» Short exercise: Arrange every line of the listing below as a numbered list, leaving out the blank lines.

» Excerpted records:
--------------------------------------------------
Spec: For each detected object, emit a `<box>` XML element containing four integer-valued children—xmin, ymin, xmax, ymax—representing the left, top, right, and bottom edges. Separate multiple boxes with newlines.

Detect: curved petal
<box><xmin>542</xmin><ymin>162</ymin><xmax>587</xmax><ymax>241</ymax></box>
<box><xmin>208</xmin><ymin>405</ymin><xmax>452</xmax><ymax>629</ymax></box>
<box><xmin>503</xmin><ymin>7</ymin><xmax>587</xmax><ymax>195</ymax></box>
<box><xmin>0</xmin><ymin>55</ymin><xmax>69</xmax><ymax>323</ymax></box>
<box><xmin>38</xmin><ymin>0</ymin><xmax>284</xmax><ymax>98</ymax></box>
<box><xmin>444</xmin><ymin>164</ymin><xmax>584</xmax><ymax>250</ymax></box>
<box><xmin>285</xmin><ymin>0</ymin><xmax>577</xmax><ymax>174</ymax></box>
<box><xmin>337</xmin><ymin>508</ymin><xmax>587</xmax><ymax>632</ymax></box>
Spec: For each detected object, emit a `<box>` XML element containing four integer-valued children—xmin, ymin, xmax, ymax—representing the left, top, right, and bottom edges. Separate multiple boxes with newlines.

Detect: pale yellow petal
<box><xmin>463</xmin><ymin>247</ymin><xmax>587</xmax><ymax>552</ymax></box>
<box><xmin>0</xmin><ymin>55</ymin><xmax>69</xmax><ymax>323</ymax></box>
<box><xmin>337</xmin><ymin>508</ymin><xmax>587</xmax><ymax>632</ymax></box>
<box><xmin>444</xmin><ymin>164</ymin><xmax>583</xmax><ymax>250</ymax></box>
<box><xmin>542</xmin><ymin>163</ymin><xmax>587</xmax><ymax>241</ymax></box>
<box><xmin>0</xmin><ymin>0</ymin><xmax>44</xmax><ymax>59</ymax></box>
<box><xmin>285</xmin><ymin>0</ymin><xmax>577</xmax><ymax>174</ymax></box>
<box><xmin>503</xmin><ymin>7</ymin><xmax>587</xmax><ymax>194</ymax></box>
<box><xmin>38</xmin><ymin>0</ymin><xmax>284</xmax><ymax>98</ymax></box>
--------------------------------------------------
» Final result:
1. Spec: For each detected object, emit a `<box>` XML element containing four integer-valued children—xmin, ymin, xmax, ymax—representing the left, top, right, and bottom edges. Separate multiple boxes with newlines.
2. Detect: curved petal
3. <box><xmin>542</xmin><ymin>162</ymin><xmax>587</xmax><ymax>241</ymax></box>
4. <box><xmin>208</xmin><ymin>405</ymin><xmax>452</xmax><ymax>629</ymax></box>
5. <box><xmin>503</xmin><ymin>7</ymin><xmax>587</xmax><ymax>195</ymax></box>
6. <box><xmin>0</xmin><ymin>55</ymin><xmax>69</xmax><ymax>323</ymax></box>
7. <box><xmin>38</xmin><ymin>0</ymin><xmax>284</xmax><ymax>98</ymax></box>
8. <box><xmin>444</xmin><ymin>164</ymin><xmax>584</xmax><ymax>250</ymax></box>
9. <box><xmin>285</xmin><ymin>0</ymin><xmax>577</xmax><ymax>174</ymax></box>
10. <box><xmin>337</xmin><ymin>508</ymin><xmax>587</xmax><ymax>632</ymax></box>
11. Spec: For each detected object, emit a `<box>` XML element containing four integer-valued children—xmin, ymin, xmax, ymax—representing the left, top, right, and bottom edges. Separate multiple boxes with newlines.
12. Detect: pale yellow petal
13. <box><xmin>463</xmin><ymin>247</ymin><xmax>587</xmax><ymax>552</ymax></box>
14. <box><xmin>0</xmin><ymin>55</ymin><xmax>69</xmax><ymax>323</ymax></box>
15. <box><xmin>337</xmin><ymin>508</ymin><xmax>587</xmax><ymax>632</ymax></box>
16. <box><xmin>444</xmin><ymin>164</ymin><xmax>583</xmax><ymax>250</ymax></box>
17. <box><xmin>542</xmin><ymin>163</ymin><xmax>587</xmax><ymax>241</ymax></box>
18. <box><xmin>0</xmin><ymin>0</ymin><xmax>44</xmax><ymax>59</ymax></box>
19. <box><xmin>285</xmin><ymin>0</ymin><xmax>577</xmax><ymax>174</ymax></box>
20. <box><xmin>503</xmin><ymin>7</ymin><xmax>587</xmax><ymax>194</ymax></box>
21. <box><xmin>38</xmin><ymin>0</ymin><xmax>284</xmax><ymax>98</ymax></box>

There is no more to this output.